[TEXT SEGMENT]
****

Greek broadcasting company

New Hellenic Radio, Internet and Television (Νέα Ελληνική Ραδιοφωνία, Ίντερνετ και Τηλεόραση) or NERIT (ΝΕΡΙΤ) was the state-owned public broadcaster for Greece from 4 May 2014 to 11 June 2015. Antonis Samaras' coalition government established NERIT to replace the Hellenic Broadcasting Corporation (ERT) in 2013: NERIT began broadcasting under their identity on 4 May 2014, replacing the transitional service Dimosia Tileorasi.

In 2015, the government (by then under Alexis Tsipras as Prime Minister) restored ERT as Greece's public broadcaster, and NERIT ceased broadcasting on 11 June 2015 (at 6:00 EEST).

==History==
===Background===

On 11 June 2013, the Greek government announced its intention to close ERT, due to unfair recruitments over the past 30 years of previous governments' favors to persons without degrees and without passing the exams of ASEP with exchange of voting them eternally and with immediate effect and to open a new organization entitled NERIT (Νέα Ελληνική Ραδιοφωνία, Ίντερνετ, Τηλεόραση - Nea Elliniki Radiofonia, Internet, Tileorasi - New Hellenic Radio, Internet and Television) and built it from top to bottom, with employees with degrees and certifications of passing the exams of ASEP. That night, the government started to shut down every transmitter of ERT in Greece. Many employees refused to leave ERT's headquarters at the Broadcasting House in Agia Paraskevi and continued to broadcast an internet TV channel on Greek, Cypriot and other European media sites. A few days later, ERT's signal was restored on some analogue frequencies in Greece, broadcasting a strike programme from Agia Paraskevi. In the meantime, the president of PASOK, Evangelos Venizelos, blackmailed the prime minister that if he did not stop the closing of the Hellenic Broadcasting Corporation, he would immediately leave the coalition government, along with the president of the Democratic Left, Fotis Kouvelis and push the country into new elections, which meant another expenditure against the people and lack of stability in the country.

****

Records drawn from a dataset
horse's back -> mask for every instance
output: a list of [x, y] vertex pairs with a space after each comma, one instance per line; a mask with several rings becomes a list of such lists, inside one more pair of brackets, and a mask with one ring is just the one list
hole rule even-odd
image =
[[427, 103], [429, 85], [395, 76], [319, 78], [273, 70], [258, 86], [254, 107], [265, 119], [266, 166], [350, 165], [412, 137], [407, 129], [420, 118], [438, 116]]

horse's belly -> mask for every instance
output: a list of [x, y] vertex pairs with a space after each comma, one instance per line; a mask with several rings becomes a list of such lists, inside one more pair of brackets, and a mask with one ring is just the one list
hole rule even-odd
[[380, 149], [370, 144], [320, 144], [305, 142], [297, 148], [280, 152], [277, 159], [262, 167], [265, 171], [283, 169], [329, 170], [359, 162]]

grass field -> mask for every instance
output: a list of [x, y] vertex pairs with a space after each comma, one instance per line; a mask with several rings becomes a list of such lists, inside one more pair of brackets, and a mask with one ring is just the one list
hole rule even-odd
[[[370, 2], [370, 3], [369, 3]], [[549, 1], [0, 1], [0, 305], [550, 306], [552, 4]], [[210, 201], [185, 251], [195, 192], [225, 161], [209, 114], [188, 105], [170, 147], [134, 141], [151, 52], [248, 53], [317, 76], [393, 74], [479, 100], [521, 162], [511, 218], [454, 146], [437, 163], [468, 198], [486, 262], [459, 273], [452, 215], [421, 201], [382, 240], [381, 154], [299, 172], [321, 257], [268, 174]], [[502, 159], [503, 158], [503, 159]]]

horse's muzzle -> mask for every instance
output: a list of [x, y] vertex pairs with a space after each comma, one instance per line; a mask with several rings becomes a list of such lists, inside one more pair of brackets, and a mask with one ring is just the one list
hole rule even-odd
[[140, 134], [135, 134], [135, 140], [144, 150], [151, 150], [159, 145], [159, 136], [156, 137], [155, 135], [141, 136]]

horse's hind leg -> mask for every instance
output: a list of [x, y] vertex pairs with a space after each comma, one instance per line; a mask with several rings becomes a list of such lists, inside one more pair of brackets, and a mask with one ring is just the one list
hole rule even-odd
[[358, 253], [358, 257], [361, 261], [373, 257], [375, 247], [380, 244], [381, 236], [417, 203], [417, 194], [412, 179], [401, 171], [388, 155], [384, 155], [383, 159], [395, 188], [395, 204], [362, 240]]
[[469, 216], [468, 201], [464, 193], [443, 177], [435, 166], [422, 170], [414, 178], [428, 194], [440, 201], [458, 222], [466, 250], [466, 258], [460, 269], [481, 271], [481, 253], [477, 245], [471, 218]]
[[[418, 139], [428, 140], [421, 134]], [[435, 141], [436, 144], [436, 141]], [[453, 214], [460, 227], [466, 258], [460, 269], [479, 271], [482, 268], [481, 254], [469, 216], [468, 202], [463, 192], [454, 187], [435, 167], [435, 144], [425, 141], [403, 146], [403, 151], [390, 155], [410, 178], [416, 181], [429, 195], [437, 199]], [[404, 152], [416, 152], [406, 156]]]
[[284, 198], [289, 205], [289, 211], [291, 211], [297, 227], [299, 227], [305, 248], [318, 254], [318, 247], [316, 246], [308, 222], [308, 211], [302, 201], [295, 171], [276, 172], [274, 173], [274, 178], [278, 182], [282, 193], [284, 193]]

****

[TASK DESCRIPTION]
According to the NERIT text above, on what date and at what time did NERIT stop broadcasting? Please answer in one sentence.

[ANSWER BELOW]
NERIT ceased broadcasting on 11 June 2015 at 6:00 EEST.